— Start Records to process —

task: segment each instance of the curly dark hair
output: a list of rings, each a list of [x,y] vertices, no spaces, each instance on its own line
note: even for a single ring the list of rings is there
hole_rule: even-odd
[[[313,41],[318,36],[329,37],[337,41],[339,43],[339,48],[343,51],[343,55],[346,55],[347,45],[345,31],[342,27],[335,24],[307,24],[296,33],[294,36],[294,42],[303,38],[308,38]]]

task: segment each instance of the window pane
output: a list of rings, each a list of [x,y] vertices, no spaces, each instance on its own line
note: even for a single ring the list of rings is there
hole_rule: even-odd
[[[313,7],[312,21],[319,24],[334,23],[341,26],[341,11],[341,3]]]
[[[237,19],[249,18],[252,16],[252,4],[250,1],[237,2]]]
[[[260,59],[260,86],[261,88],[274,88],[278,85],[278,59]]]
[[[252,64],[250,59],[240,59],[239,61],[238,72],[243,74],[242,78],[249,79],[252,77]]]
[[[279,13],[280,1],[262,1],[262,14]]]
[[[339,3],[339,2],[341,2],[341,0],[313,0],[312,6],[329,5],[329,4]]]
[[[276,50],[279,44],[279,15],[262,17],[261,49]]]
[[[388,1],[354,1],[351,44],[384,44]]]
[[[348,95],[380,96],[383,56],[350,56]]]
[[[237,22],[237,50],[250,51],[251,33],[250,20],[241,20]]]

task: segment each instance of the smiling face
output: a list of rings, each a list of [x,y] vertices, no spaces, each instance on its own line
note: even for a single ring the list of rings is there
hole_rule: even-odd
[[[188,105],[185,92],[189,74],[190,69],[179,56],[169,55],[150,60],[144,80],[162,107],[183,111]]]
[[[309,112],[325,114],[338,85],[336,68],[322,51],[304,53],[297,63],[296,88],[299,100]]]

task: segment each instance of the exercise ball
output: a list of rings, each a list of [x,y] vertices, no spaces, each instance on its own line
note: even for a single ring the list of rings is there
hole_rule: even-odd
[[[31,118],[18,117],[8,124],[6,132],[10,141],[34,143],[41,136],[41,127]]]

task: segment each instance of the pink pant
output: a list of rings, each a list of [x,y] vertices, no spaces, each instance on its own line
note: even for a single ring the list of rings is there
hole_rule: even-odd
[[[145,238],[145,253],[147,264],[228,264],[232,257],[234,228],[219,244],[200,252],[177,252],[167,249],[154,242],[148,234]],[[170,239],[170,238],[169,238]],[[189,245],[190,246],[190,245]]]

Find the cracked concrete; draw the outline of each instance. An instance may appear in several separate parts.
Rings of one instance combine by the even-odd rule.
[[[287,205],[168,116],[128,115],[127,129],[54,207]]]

— End Records to process —

Work to complete :: Rewrite the rows above, swapping "pink pant" for "pink trousers" wherever it occurs and leaving everything else unchanged.

Response to this task ::
task: segment each instance of the curly dark hair
output: a list of rings, each a list of [x,y] vertices, no spaces, each instance on its own line
note: even for a single ring the list of rings is there
hole_rule: even-odd
[[[313,41],[318,36],[329,37],[337,41],[339,43],[339,48],[343,51],[343,55],[346,55],[347,45],[345,31],[342,27],[335,24],[307,24],[296,33],[294,36],[294,42],[303,38],[308,38]]]

task: segment each instance of the window pane
output: a list of rings, each a list of [x,y] vertices, no spaces, each instance on its own line
note: even for a single ring the list of rings is there
hole_rule: even-odd
[[[313,7],[312,21],[319,24],[334,23],[341,26],[341,11],[341,3]]]
[[[237,19],[249,18],[252,16],[252,4],[250,1],[237,2]]]
[[[260,59],[260,86],[261,88],[274,88],[278,85],[278,59]]]
[[[252,64],[250,59],[240,59],[239,61],[238,72],[243,74],[242,78],[249,79],[252,77]]]
[[[279,13],[280,1],[262,1],[262,14]]]
[[[339,3],[339,2],[341,2],[341,0],[313,0],[312,6],[329,5],[329,4]]]
[[[276,50],[279,44],[279,15],[262,17],[261,49]]]
[[[388,1],[354,1],[351,44],[384,44]]]
[[[348,95],[380,96],[383,56],[350,56]]]
[[[237,22],[237,50],[250,51],[251,33],[250,20],[241,20]]]

task: segment each instance of the smiling face
output: a list of rings, each a list of [x,y] vertices, no spaces, each instance on its own line
note: even for a single ring the list of rings is there
hole_rule: even-odd
[[[188,105],[185,92],[189,74],[190,69],[179,56],[169,55],[150,60],[144,80],[162,107],[183,111]]]
[[[309,112],[325,114],[338,85],[336,68],[322,51],[304,53],[297,63],[296,88],[299,100]]]

task: segment each instance of the exercise ball
output: a list of rings, each a list of [x,y] vertices, no spaces, each instance on its own line
note: even for a single ring the list of rings is there
hole_rule: even-odd
[[[31,118],[18,117],[8,124],[6,132],[10,141],[34,143],[41,136],[41,127]]]

task: segment each instance of the pink trousers
output: a list of rings, each a list of [x,y] vertices, no spaces, each instance on its own line
note: even for a single ring the list of rings is there
hole_rule: even-odd
[[[145,238],[145,253],[147,264],[228,264],[232,257],[234,228],[219,244],[200,252],[177,252],[167,249],[154,242],[148,234]],[[170,239],[170,238],[169,238]],[[189,245],[190,246],[190,245]]]

Find the cracked concrete; draw the outline of each instance. An instance may appear in several separate parts.
Rings of one instance combine by the even-odd rule.
[[[287,205],[168,116],[128,115],[127,129],[54,207]]]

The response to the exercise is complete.